[START OF Available data]
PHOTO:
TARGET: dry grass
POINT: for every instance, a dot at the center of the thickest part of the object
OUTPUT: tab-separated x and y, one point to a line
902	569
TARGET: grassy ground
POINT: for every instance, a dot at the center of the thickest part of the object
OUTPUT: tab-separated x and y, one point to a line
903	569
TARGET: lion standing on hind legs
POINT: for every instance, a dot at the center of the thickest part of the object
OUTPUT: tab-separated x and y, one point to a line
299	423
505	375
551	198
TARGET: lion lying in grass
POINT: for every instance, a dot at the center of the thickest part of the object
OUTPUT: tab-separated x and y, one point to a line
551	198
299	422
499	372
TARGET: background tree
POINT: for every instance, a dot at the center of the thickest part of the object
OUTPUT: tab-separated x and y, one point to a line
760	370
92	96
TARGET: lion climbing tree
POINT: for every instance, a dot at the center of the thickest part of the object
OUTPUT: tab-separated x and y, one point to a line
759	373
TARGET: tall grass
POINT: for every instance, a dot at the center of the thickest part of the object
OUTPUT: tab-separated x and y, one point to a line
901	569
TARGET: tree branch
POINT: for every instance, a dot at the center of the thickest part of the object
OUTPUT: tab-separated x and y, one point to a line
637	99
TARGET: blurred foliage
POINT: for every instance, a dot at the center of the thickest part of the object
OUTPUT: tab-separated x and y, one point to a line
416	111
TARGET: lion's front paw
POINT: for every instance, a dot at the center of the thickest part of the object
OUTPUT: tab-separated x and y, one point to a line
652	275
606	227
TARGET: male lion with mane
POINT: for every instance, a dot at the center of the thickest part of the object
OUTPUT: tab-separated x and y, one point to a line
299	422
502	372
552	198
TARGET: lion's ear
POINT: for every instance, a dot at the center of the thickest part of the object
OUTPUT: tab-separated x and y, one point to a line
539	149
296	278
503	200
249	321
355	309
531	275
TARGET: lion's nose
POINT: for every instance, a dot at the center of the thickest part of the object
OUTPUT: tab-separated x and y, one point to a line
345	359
[END OF Available data]
What is expected: Please render the lines above as a JSON list of strings, with one string for each line and any blank lines left out.

The output:
[
  "PHOTO:",
  "TARGET: dry grass",
  "POINT: for every instance, a dot at the center of the thickest part of the object",
  "OUTPUT: tab-separated x and y, one point to a line",
  "902\t569",
  "TARGET: grassy ground",
  "POINT: for every instance, a dot at the center of the thickest part of the object",
  "OUTPUT: tab-separated x and y, one point to a line",
  "903\t569",
  "TARGET: lion standing on hind legs",
  "POINT: for every instance, a dot at the center of the thickest part of the object",
  "OUTPUT: tab-separated x and y, one point to a line",
  "299\t423",
  "505\t375",
  "551\t198",
  "TARGET: lion lying in grass",
  "POINT: for every instance, a dot at the center of the thickest part of the object",
  "OUTPUT: tab-separated x and y, one point to a line",
  "551\t198",
  "299\t422",
  "499\t372",
  "TARGET: background tree",
  "POINT: for every instance, a dot at the center of the thickest part of the object",
  "OUTPUT: tab-separated x and y, one point to a line",
  "760\t370",
  "92\t96",
  "TARGET: lion climbing tree",
  "POINT: for every instance, a dot at the center of the thickest part of the object",
  "OUTPUT: tab-separated x and y, one point to a line",
  "759\t373",
  "TARGET: tall grass",
  "POINT: for every instance, a dot at the center of the thickest part of the object",
  "OUTPUT: tab-separated x and y, one point to a line",
  "901\t569",
  "TARGET: tree branch",
  "POINT: for every instance, a dot at the center of the thickest part of the object",
  "OUTPUT: tab-separated x and y, one point to a line",
  "637\t99",
  "TARGET: blurred foliage",
  "POINT: for every instance, a dot at the center of the thickest part of the object",
  "OUTPUT: tab-separated x and y, one point to a line",
  "416\t111",
  "TARGET: lion's front paw",
  "POINT: for every instance, a dot at the center of the thickest part of the object",
  "OUTPUT: tab-separated x and y, one point to a line",
  "652\t275",
  "606\t227",
  "TARGET: male lion with mane",
  "POINT: for every instance, a dot at the center of the thickest part of the object",
  "OUTPUT: tab-separated x and y, one point to a line",
  "299\t422",
  "502\t372",
  "552\t198",
  "TARGET: lion's ear",
  "POINT: for every instance, a dot at the center of the thickest part of the object",
  "OUTPUT: tab-separated x and y, one point to a line",
  "539\t149",
  "296\t278",
  "503\t200",
  "249\t321",
  "355\t309",
  "531\t275",
  "TARGET: lion's nose",
  "POINT: for every instance, a dot at the center of the thickest part of the object",
  "OUTPUT: tab-separated x and y, one point to a line",
  "345\t359"
]